Brief:
Write out again, exactly, the lines below starting at the one with "Query: white ceiling" and ending at the one with "Query: arched doorway".
=-=-=
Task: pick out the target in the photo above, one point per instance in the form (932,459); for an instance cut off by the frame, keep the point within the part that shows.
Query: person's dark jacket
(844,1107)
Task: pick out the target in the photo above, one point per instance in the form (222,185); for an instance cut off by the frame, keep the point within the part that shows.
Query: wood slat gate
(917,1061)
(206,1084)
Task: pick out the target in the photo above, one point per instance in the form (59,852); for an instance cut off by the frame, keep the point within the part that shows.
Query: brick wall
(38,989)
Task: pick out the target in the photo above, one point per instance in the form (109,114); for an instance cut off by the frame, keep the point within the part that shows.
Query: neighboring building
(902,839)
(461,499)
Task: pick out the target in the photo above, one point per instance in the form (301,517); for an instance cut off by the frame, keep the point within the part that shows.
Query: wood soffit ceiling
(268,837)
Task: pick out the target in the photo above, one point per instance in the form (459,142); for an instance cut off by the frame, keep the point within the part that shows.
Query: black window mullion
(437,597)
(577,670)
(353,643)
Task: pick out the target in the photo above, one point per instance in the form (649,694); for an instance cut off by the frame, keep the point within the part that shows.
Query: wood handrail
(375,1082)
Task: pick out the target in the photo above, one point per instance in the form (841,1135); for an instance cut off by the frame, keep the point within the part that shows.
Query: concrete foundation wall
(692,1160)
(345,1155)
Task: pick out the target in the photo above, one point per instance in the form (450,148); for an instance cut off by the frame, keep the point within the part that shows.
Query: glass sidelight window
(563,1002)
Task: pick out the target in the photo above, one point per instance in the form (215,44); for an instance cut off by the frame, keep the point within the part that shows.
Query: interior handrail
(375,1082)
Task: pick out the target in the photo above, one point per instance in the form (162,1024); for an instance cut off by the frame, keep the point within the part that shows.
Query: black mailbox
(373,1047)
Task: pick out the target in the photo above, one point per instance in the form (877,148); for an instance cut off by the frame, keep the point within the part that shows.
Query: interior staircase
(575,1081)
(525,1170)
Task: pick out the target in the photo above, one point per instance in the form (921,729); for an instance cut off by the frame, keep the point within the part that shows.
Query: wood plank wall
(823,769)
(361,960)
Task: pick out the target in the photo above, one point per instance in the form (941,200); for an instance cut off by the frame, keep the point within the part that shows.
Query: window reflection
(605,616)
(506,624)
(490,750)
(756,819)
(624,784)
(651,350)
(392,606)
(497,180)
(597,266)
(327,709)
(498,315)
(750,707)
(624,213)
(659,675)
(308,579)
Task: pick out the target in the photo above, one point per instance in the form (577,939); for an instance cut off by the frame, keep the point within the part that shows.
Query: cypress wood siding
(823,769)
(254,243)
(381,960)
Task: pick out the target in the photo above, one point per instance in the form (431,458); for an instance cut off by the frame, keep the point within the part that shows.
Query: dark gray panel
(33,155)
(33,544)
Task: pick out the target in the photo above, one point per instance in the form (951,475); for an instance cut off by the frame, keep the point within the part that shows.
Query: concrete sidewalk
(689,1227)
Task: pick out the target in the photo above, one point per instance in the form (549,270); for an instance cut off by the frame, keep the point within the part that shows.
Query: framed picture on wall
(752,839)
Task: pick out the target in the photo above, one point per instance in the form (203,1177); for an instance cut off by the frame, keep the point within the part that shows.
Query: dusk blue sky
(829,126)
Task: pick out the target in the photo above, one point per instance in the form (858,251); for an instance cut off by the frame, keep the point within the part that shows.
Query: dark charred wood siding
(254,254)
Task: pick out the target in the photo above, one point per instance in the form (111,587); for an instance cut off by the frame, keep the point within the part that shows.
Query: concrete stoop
=-=-=
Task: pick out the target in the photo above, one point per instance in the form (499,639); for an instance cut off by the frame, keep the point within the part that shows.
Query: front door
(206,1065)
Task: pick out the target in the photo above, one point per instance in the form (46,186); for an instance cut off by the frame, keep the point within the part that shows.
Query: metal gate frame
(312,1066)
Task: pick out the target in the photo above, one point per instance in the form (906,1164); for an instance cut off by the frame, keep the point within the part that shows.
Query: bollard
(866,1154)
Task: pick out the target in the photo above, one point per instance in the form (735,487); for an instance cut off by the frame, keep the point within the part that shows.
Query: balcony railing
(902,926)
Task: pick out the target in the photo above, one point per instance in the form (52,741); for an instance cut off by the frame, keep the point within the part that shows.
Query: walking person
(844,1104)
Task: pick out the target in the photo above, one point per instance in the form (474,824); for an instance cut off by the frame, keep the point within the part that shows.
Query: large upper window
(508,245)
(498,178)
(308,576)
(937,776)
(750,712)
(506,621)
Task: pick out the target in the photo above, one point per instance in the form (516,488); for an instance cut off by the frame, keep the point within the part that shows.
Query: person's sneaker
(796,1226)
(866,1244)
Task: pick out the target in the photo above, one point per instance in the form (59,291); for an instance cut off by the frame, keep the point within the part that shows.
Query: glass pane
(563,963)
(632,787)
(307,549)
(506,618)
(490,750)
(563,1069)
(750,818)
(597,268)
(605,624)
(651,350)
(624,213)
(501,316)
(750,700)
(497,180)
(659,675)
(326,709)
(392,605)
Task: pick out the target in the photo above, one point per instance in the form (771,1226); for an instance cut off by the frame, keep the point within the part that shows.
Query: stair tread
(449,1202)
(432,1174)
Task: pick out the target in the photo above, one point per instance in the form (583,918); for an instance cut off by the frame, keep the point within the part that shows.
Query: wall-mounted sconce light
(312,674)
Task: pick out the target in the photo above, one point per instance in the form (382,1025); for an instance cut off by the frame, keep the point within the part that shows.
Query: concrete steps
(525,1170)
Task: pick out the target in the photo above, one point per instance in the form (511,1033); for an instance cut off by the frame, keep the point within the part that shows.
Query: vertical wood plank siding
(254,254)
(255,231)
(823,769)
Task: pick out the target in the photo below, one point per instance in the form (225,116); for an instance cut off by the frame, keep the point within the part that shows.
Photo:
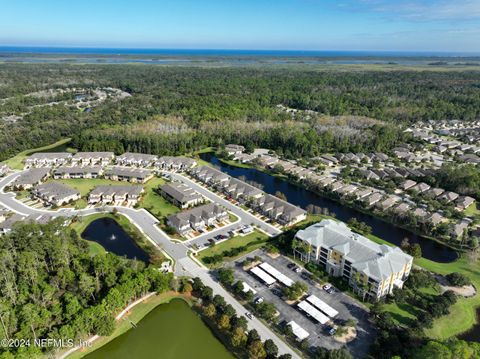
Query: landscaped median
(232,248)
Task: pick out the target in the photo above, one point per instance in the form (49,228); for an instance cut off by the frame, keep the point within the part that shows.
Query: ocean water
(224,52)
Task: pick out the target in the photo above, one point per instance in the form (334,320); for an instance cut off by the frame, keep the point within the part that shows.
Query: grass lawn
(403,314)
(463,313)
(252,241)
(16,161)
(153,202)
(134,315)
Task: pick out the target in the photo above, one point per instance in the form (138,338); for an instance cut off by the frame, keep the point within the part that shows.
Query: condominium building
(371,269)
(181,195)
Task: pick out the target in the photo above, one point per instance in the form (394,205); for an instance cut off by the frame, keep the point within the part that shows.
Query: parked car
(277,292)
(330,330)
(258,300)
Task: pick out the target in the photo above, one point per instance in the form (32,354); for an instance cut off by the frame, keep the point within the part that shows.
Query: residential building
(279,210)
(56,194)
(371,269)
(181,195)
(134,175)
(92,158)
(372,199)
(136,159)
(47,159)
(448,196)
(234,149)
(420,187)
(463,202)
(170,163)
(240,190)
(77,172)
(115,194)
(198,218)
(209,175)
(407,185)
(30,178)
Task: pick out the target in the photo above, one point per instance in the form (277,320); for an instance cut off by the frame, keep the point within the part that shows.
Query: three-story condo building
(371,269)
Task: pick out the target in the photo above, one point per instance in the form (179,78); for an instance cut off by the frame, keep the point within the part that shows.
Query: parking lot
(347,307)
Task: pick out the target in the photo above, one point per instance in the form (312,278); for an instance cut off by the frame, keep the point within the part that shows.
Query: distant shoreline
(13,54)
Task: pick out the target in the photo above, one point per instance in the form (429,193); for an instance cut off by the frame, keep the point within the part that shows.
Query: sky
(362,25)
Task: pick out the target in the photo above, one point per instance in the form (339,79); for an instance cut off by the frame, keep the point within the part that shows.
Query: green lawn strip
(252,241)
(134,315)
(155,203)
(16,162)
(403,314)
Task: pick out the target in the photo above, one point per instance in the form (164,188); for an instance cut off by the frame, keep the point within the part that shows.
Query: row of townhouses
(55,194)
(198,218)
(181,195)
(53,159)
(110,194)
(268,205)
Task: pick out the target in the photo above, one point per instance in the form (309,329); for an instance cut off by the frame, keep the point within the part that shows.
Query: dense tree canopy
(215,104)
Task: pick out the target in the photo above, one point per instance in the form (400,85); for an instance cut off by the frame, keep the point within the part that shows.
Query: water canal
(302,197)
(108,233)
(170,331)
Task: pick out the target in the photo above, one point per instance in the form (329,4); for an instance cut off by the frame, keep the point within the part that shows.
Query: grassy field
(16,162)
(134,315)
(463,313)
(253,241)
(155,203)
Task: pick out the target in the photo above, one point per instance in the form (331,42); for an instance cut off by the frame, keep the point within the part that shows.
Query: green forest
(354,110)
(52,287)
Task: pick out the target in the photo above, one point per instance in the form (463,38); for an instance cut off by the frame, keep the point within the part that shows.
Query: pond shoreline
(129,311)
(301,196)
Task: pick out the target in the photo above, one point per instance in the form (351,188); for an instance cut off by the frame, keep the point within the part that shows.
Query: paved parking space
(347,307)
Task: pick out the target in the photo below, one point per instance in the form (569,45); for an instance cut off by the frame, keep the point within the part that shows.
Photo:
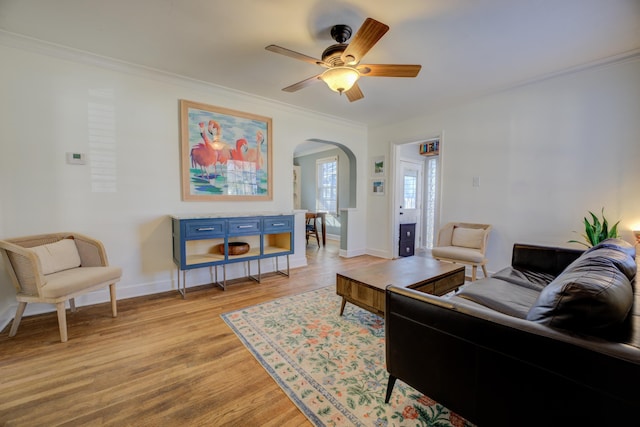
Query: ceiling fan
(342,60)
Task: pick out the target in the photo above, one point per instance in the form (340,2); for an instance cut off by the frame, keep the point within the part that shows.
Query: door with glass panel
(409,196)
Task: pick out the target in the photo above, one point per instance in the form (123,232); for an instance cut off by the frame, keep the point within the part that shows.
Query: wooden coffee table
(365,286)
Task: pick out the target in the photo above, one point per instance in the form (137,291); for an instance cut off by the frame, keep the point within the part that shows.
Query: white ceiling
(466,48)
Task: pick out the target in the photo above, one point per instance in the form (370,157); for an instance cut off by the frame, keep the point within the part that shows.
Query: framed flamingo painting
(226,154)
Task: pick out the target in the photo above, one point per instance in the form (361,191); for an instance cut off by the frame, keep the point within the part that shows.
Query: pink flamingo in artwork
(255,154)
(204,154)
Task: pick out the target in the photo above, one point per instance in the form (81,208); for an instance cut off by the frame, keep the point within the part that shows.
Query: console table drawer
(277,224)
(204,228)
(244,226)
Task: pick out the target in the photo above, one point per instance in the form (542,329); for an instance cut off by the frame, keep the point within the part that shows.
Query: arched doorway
=-=-=
Solution for this problem:
Query: white ceiling
(466,48)
Task: pick out the target in the photo above, one point per instance in the form (370,157); for an instance cut off by the frame, keep the point within the part that shows.
Query: framed flamingo painting
(226,154)
Task: pick out the target in the photo above, one point per instance in the form (361,191); for an instance cut off by the frame, keep the point within the part that shows.
Query: pink flamingo in artwork
(255,154)
(204,154)
Task: pick out the target in the photo above, one point per instance in the form (81,208); for an instance cut off by the frame, keep the point within the part that shows.
Query: console table drawer
(277,224)
(204,228)
(244,226)
Task: pick out the target in the photo above, one point per instance in the form (542,329); for an instance cut off by the frame, keep the point within the part that shows.
Query: arched doorway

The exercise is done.